+++ Passage shown +++

Newsela combines an editorial newsroom of former journalists and curriculum writers with a proprietary content-adaptation system. Journalists select and license articles from partners like the Associated Press and the Smithsonian, then editors at Newsela rewrite each piece at five distinct reading levels that correspond to specific Lexile bands. AI assists with initial text simplification and alignment checks, but final publication passes through human editors who ensure grade-level appropriateness and factual accuracy. This hybrid pipeline gives Newsela a content volume advantage over pure-human curriculum houses while maintaining editorial quality control.
Is Newsela a curriculum company or a technology platform?
Newsela operates as a technology platform that delivers curriculum-aligned content, not as a traditional print or digital publisher. School districts pay annual licenses for access to the content library, assessment tools, and analytics dashboards, which integrate with existing learning-management systems like Canvas and Google Classroom. The company does not own its underlying articles — it licenses them — but it owns the adaptation layer, the assessment framework, and the data pipeline. This makes its business model closer to an enterprise SaaS subscription than a one-time textbook sale.
What does the Formative and Schoolytics acquisition strategy say about Newsela’s product direction?

+++ Study material +++

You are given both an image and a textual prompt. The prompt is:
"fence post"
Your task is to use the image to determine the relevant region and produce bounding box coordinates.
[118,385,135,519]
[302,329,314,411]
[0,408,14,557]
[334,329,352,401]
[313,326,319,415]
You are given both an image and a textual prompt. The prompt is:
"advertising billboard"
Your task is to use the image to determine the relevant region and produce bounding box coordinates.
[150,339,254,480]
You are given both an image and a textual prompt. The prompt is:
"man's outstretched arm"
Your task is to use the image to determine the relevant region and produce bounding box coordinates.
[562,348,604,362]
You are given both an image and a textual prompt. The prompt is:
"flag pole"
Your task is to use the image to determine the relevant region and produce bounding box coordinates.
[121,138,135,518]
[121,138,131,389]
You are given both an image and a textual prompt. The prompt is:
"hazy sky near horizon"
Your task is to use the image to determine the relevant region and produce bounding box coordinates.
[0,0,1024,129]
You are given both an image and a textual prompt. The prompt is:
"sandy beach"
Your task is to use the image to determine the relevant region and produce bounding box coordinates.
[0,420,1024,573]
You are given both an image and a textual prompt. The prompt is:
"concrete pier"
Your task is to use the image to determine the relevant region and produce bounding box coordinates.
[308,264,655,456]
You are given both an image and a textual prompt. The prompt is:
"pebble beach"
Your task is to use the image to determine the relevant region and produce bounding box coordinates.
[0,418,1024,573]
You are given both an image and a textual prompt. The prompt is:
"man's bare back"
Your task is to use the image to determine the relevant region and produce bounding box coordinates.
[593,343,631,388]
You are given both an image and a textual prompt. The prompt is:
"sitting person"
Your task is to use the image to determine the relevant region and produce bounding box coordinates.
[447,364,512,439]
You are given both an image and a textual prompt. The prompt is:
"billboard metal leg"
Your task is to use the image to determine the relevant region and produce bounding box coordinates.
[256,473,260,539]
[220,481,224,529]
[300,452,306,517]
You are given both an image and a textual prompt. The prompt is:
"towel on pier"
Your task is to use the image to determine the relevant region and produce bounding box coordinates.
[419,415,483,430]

+++

* _Task details_: Return the passage about Newsela in full, keeping every word, punctuation mark, and line break unchanged.

* _Task answer_:
Newsela combines an editorial newsroom of former journalists and curriculum writers with a proprietary content-adaptation system. Journalists select and license articles from partners like the Associated Press and the Smithsonian, then editors at Newsela rewrite each piece at five distinct reading levels that correspond to specific Lexile bands. AI assists with initial text simplification and alignment checks, but final publication passes through human editors who ensure grade-level appropriateness and factual accuracy. This hybrid pipeline gives Newsela a content volume advantage over pure-human curriculum houses while maintaining editorial quality control.
Is Newsela a curriculum company or a technology platform?
Newsela operates as a technology platform that delivers curriculum-aligned content, not as a traditional print or digital publisher. School districts pay annual licenses for access to the content library, assessment tools, and analytics dashboards, which integrate with existing learning-management systems like Canvas and Google Classroom. The company does not own its underlying articles — it licenses them — but it owns the adaptation layer, the assessment framework, and the data pipeline. This makes its business model closer to an enterprise SaaS subscription than a one-time textbook sale.
What does the Formative and Schoolytics acquisition strategy say about Newsela’s product direction?